In the post about assimilation and exclusion, who did the writer go fishing with?

Excerpted text:
# # # # # # #
It seems as though the more one part of society says something is wrong the tighter the other party holds onto that idea as a core value or idea that is central to their beliefs.   I understand why assimilation is such an attractive idea.  Everyone the same has a simple ring to it that reduces everyone to the same playing field.  However, if every bird in the forest were to sing the same song what a bland song that would be.

Assimilation and Exclusion

Posted in Historical and Social Barriers to Education on April 14, 2009 by edcuthbertson

I just had an excellent weekend of fishing.

I went with my father-in-law and his best mate who is a lecturer in Aboriginal Education.  He is white in case you were wondering.

He told me a story about how before white settlement (such a nice term) that neighbouring aboriginal tribes had an incredibly complex system of marriage that was designed to inbreeding and create alliances (similar to European Royalty minus the inbreeding).  However with European intervention and assimilation this system was destroyed and in its wake generations of indigenous have been hamstrung. 

This is not new as there are countless civilizations, societies and cultures that have been absorbed by others.  But is it a case of survival of the fittest?  Does the strongest culture win?  I don’t think so… only because when something is forced something is compacted, when something is pulled something is held tight.  Assimilation doesn’t make a country or a classroom strong it makes all the flowers in the flower bed the same.  What makes us stronger is the variety of the world we live in.  Otherwise we are all in danger of in-breeding.
# # # # # # #
Extracted data:

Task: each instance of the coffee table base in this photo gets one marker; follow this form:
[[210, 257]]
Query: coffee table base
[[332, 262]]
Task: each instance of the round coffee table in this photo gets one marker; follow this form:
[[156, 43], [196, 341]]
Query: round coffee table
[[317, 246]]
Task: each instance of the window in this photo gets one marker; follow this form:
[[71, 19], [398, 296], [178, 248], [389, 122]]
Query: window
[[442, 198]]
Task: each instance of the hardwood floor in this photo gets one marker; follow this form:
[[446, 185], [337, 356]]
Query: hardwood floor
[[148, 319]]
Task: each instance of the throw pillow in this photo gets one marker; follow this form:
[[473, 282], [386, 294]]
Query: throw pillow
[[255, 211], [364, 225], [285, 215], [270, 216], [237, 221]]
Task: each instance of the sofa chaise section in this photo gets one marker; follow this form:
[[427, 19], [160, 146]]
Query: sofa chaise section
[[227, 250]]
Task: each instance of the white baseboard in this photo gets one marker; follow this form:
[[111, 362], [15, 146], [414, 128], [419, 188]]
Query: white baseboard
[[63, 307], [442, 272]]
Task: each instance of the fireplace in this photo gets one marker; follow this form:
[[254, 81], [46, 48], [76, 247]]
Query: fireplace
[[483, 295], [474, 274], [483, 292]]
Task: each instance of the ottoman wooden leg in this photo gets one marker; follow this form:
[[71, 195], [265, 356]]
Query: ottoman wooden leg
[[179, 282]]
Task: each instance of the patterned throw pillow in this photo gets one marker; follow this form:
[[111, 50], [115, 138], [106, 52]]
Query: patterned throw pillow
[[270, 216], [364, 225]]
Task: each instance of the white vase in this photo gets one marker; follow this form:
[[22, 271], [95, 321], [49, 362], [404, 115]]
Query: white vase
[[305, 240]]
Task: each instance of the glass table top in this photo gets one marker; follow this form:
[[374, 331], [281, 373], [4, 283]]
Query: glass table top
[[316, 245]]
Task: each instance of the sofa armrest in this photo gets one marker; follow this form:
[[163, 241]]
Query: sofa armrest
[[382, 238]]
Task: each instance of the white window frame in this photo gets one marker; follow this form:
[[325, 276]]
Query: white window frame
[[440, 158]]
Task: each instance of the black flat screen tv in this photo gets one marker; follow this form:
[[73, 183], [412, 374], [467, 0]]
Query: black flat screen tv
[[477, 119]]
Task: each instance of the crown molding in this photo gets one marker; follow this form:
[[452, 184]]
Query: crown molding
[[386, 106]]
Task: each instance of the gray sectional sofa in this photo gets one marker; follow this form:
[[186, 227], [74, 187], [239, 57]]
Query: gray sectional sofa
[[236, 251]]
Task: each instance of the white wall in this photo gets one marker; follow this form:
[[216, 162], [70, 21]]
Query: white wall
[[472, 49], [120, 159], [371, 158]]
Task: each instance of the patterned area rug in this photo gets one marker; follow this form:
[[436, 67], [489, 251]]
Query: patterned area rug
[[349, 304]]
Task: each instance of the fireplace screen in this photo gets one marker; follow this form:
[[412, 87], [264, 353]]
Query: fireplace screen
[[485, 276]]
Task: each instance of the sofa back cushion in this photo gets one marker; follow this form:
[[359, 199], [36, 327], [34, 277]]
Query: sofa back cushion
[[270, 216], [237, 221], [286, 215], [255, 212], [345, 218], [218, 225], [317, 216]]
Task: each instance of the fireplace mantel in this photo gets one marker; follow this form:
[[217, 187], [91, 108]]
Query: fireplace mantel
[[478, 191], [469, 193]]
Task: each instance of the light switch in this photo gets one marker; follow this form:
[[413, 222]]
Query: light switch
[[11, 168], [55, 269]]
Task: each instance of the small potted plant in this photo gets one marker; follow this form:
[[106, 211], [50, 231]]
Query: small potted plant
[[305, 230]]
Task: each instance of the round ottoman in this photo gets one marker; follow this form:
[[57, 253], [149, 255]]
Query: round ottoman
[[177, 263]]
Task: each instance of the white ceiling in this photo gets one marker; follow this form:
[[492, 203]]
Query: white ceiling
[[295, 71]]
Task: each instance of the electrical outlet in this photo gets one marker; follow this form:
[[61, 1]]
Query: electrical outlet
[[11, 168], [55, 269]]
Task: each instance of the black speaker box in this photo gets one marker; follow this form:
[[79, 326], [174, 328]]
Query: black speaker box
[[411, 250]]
# # # # # # #
Response to this task: The writer went with a father-in-law and the father-in-law's best mate, a lecturer in Aboriginal Education.